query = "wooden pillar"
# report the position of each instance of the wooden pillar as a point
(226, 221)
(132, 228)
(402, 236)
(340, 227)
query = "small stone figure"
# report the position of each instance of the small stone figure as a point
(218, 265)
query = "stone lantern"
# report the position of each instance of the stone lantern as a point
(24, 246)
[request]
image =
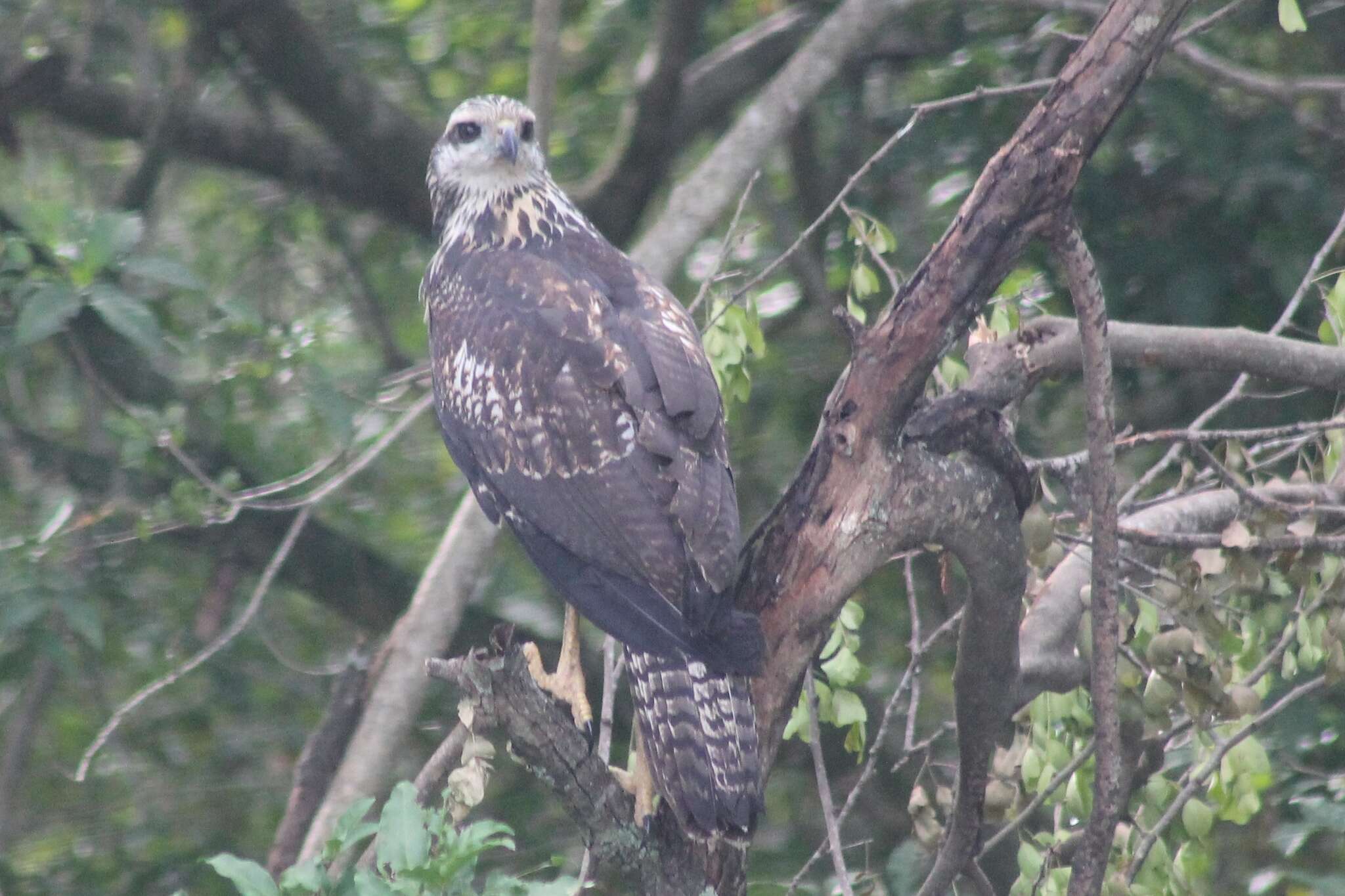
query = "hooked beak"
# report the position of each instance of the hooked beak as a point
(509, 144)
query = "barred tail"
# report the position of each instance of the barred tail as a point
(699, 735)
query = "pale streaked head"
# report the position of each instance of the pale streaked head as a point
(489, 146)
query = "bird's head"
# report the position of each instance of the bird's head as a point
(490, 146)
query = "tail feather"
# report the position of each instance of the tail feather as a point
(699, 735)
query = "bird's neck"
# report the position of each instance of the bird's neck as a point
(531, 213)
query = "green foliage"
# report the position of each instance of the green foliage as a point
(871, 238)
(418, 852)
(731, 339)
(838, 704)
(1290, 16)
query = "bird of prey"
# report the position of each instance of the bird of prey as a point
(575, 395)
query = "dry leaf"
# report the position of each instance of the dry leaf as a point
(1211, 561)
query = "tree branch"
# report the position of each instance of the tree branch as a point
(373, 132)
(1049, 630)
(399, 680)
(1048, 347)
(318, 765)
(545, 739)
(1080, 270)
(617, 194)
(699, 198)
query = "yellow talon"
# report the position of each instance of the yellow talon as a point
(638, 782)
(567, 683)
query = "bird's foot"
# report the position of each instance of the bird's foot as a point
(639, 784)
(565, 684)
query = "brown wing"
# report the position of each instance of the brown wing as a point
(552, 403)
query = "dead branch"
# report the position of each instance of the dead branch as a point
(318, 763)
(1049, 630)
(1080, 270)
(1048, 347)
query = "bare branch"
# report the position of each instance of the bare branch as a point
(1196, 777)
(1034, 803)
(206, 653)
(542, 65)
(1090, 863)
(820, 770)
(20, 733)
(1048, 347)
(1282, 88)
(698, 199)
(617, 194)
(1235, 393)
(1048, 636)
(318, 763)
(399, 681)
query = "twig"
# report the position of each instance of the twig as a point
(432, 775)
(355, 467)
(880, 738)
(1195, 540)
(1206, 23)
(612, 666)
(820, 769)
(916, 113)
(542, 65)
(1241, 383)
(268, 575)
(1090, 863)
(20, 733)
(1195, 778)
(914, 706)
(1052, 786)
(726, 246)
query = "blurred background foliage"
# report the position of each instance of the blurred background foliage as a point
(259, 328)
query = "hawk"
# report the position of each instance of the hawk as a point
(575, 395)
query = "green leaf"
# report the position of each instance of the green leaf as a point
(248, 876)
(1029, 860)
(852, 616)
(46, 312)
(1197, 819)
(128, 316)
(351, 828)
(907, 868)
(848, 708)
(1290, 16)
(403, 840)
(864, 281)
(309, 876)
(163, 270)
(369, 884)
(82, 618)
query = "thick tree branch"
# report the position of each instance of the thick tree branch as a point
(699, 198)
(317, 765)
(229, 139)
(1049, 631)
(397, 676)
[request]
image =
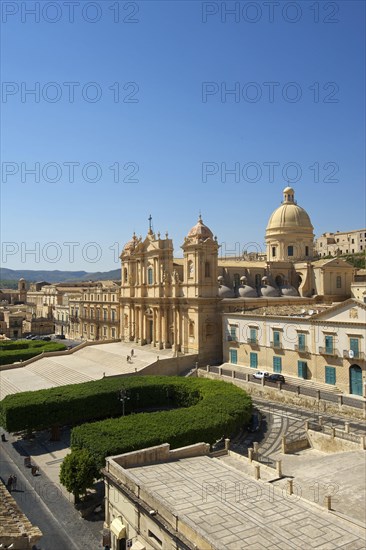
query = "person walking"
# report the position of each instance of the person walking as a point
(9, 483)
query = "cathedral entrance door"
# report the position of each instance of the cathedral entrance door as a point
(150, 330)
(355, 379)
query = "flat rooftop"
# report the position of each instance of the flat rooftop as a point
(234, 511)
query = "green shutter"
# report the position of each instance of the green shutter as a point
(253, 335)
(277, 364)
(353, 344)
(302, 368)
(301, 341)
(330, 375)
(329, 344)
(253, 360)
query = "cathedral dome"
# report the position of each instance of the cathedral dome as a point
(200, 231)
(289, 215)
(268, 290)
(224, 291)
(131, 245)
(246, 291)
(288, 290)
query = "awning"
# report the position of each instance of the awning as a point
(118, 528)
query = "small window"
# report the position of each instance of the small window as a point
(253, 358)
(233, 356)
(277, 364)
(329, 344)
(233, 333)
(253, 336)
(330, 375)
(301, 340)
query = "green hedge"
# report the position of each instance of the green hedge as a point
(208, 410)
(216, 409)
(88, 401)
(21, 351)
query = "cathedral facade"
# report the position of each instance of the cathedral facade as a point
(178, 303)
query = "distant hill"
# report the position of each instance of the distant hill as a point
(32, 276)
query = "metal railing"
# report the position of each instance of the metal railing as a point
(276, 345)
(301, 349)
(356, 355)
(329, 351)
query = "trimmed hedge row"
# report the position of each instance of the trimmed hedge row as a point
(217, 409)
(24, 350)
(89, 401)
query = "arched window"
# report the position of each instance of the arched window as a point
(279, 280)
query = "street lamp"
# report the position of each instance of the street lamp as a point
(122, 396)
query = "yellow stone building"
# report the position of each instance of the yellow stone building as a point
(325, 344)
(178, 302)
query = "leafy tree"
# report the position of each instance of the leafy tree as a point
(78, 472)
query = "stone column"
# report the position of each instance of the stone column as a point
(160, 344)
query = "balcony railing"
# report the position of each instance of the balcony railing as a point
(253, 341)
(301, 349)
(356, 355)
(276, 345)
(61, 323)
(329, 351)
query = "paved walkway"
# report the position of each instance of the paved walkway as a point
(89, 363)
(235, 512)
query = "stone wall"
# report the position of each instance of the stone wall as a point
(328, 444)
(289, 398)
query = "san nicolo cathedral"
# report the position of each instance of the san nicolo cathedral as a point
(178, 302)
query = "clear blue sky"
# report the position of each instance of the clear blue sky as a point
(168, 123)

——————————

What is being asked: Leaving out the pictures, print every record exactly as written.

Exercise output:
query = "wooden pillar"
# report the position of each instance of the wooden pillar as a point
(226, 221)
(132, 228)
(402, 236)
(340, 227)
query = "small stone figure"
# report the position of each instance of the small stone figure as a point
(218, 265)
query = "stone lantern"
# report the position of each instance of the stone lantern as a point
(24, 246)
[request]
image =
query = "hooked beak"
# report the position of each instance of the hooked beak as a point
(509, 144)
query = "barred tail"
# report the position of each instance of the barred tail as a point
(699, 735)
query = "pale streaked head"
# report the position of each instance of the pale streaked head as a point
(489, 146)
query = "bird's head"
# report the position of each instance of the bird's head as a point
(490, 146)
query = "tail feather"
# report the position of each instance of the tail feather as a point
(699, 735)
query = "bird's neck"
# report the position of each instance of the bird's neck as a point
(531, 213)
query = "green foliage"
# report the position of each instance of the green foliage as a point
(871, 238)
(418, 852)
(731, 339)
(838, 704)
(1290, 16)
query = "bird of prey"
# report the position of each instance of the bird of prey as a point
(575, 395)
query = "dry leaf"
# report the position of each instance of the dry leaf as a point
(1211, 561)
query = "tree branch"
# report the position of each instance of the tree branch as a point
(373, 132)
(1049, 630)
(399, 680)
(1048, 347)
(318, 765)
(545, 739)
(1080, 270)
(617, 194)
(699, 198)
query = "yellow talon"
# report the position of each instance of the yellow talon as a point
(638, 782)
(567, 683)
query = "bird's foot"
# report the position of each instance of the bird's foot as a point
(639, 784)
(565, 684)
query = "brown wing"
# report the position of each instance of the brown wing as a point
(552, 403)
query = "dead branch"
# report the position of each instance of the dead branch as a point
(318, 763)
(1049, 630)
(1080, 270)
(1048, 347)
query = "bare branch"
# report the position of each instance of the bare branch as a point
(1196, 777)
(1034, 803)
(206, 653)
(542, 65)
(1090, 863)
(820, 770)
(20, 733)
(1048, 347)
(1282, 88)
(698, 199)
(617, 194)
(1235, 393)
(1048, 636)
(318, 763)
(399, 681)
query = "twig"
# report the position of each instance of the twig as a point
(432, 775)
(355, 467)
(880, 738)
(1195, 540)
(1206, 23)
(612, 666)
(820, 769)
(916, 113)
(542, 65)
(1241, 383)
(268, 575)
(1090, 863)
(20, 733)
(1195, 778)
(914, 706)
(1052, 786)
(726, 246)
query = "blurred background foliage"
# report the position of each instance of the blurred background foliage as a point
(259, 328)
query = "hawk"
# report the position of each instance of the hawk as a point
(575, 395)
query = "green leaf"
# report the position of each instance of the green leaf as a point
(248, 876)
(1029, 860)
(852, 616)
(46, 312)
(1197, 819)
(128, 316)
(351, 828)
(907, 868)
(848, 708)
(1290, 16)
(403, 840)
(864, 281)
(309, 876)
(163, 270)
(369, 884)
(82, 618)
query = "thick tree branch"
# report the position of each instance of the thick tree branch as a point
(699, 198)
(317, 765)
(229, 139)
(1049, 631)
(397, 676)
[request]
image =
query = "person walking"
# report the position of each instance of the person walking as a point
(9, 483)
query = "cathedral entrance door"
# report the position of each instance of the cathedral entrance door as a point
(150, 330)
(355, 379)
query = "flat rooftop"
# report the position of each instance of the flat rooftop as a point
(234, 511)
query = "green shutter"
# report the position of each instance of the green shutter as a point
(253, 335)
(277, 364)
(353, 344)
(302, 368)
(301, 341)
(330, 375)
(329, 344)
(253, 360)
query = "cathedral dome"
# report the position of each instance of the cathedral dome as a point
(200, 231)
(289, 215)
(268, 290)
(224, 291)
(131, 245)
(246, 291)
(288, 290)
query = "awning"
# report the position of each instance of the awning as a point
(118, 528)
query = "small window"
# report the position of each instance of the small window as a point
(253, 358)
(233, 356)
(277, 364)
(329, 344)
(233, 333)
(253, 336)
(330, 375)
(301, 340)
query = "green hedge"
# report the position of each instance of the green hedge as a point
(208, 410)
(216, 409)
(88, 401)
(21, 351)
query = "cathedral facade"
# report the position of each instance of the cathedral facade as a point
(178, 303)
query = "distant hill"
# report the position of each instance of the distant hill as a point
(32, 276)
query = "metal railing"
# report the position of each instance of the metal railing as a point
(276, 345)
(301, 349)
(356, 355)
(329, 351)
query = "trimmed hedge row"
# report the position of each instance of the trimmed hedge row as a point
(217, 409)
(24, 350)
(89, 401)
query = "arched window"
# report the position of each instance of the arched window as a point
(279, 280)
query = "street lamp"
# report the position of each instance of the street lamp as a point
(122, 396)
query = "yellow stone building"
# report the position of each instance of the yellow stone building as a point
(325, 344)
(178, 302)
query = "leafy tree"
# report the position of each instance of the leafy tree as a point
(78, 472)
query = "stone column"
# report the position of each instance of the stone column as a point
(160, 344)
query = "balcony railing"
# report the position of each instance of the balcony railing as a point
(253, 341)
(301, 349)
(356, 355)
(276, 345)
(61, 323)
(329, 351)
query = "paved walkway"
# report the position of each instance of the paved walkway as a point
(89, 363)
(235, 512)
query = "stone wall"
# report the position of each instance of the stone wall as a point
(328, 444)
(289, 398)
query = "san nicolo cathedral"
# report the position of each instance of the san nicolo cathedral as a point
(178, 302)
query = "clear blue sky"
# report the position of each instance of the clear blue sky as a point
(168, 123)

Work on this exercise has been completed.